• _What this exercise asks_
[A] In the passage about the Portobello Road encounter, in what year did the writer leave Moscow?
[B] Decide whether each statement agrees with the passage about the Portobello Road encounter, answering yes or no and quoting the deciding words: (i) The writer once worked for the Daily Mail in Ukraine and Russia. (ii) The woman the writer met was walking a dog. (iii) The writer has heard fewer people speaking Russian in London since the Ukraine war began.
[C] Continue the passage about the Portobello Road encounter from its final sentence.

• _Text section_
● ● ● ● ●

I bumped into a minor Muscovite princess on the Portobello Road last week. About 30 years old, she’d reached the generational stage of wealth where you’re happy wearing grunge. She was walking a dog, talking on her mobile, like half a dozen other girls around.
I stopped when I heard her speaking Russian. I used to live in Ukraine and Russia, 30 years ago, as the Daily Mail’s stringer, covering the break-up of the Soviet Union, when Ukraine was at the start of its independence dream. So, I mind very much what is happening today (although I’m not alone in that…). And I know that lots of Russians mind very much too, as I talk to Russians, when I meet them, whenever I can. I’ve also noticed more people speaking Russian on the streets of London today than before the Ukraine war started a few weeks ago – and I always notice people speaking Russian: there’s a wistful part of me that thinks I should probably never have left Moscow’s oil-stove grime all those years ago, in 1993, for the tragedies, adrenalin and the front pages of Sarajevo. The former Soviet bloc, for me, is the nerdy boyfriend I abandoned for someone who seemed more glamorous at the time. And then my nerdy ex became a power-crazed billionaire, his obsessions, like so many of us, only exacerbated by Covid isolation.

● ● ● ● ●

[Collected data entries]
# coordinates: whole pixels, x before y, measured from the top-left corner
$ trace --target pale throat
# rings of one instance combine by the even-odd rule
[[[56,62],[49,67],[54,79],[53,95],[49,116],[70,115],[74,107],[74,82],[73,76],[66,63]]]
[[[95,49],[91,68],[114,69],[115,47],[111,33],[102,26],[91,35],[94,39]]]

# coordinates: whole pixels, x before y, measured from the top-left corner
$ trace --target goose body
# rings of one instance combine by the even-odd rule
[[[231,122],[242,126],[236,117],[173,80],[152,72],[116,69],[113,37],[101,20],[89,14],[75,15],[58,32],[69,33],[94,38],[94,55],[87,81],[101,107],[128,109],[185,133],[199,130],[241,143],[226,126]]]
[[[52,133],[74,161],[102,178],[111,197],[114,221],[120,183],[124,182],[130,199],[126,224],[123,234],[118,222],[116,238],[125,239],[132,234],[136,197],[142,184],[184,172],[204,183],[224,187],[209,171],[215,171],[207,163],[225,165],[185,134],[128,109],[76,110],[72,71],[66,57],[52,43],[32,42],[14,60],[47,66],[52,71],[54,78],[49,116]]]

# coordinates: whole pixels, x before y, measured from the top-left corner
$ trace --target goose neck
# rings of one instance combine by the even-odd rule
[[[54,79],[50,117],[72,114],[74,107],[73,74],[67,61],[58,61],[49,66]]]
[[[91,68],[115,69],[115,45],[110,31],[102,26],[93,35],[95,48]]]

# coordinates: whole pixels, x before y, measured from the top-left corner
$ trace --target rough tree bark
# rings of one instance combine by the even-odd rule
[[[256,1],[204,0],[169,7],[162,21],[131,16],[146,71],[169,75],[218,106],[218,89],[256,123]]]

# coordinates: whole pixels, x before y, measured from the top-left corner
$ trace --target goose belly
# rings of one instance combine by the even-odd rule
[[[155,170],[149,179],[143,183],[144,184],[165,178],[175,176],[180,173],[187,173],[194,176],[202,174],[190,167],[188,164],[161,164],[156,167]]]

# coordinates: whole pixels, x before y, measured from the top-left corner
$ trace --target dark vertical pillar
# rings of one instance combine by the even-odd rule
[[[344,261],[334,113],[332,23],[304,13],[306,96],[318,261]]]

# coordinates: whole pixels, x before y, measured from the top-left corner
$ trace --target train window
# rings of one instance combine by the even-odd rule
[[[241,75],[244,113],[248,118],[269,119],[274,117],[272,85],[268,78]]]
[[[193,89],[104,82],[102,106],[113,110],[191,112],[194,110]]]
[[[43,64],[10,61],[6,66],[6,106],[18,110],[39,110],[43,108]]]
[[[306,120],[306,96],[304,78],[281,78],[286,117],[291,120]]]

● ● ● ● ●

• _Outputs by task_
[A] 1993

[B]
(i) Yes: "as the Daily Mail’s stringer"
(ii) Yes: "She was walking a dog"
(iii) No: "more people speaking Russian on the streets of London today than before the Ukraine war started"

[C]
So when the girl had finished her phone call, I said, “I’m sorry, but are you Russian?” She blushed before saying yes. Perhaps she was expecting a diatribe about war crimes, kleptocracy, and the Oligarch-induced inflation on Prada bags and houses in the South of France and Chelsea. Instead, I asked:
“Are you OK? Are your friends and family OK?”
And it all came flooding out: “Putin is turning our country into North Korea,” she said. “Everyone’s getting out who can.”
All her friends had left Russia since the war began, she said. Of the 20 boys in her year at Moscow University, 19 have fled: Russia’s brain drain of the professional classes is staggering, and they won’t be coming back any time soon.
“They’ve come to the UK, gone to Germany, Turkey, Armenia, Georgia, the States. Wherever they have friends and they can get to,” she said. “They are all techie types. They’ve said ‘F**k this! We’re off to work for Facebook. Why would anyone drive their country’s professional future, away?”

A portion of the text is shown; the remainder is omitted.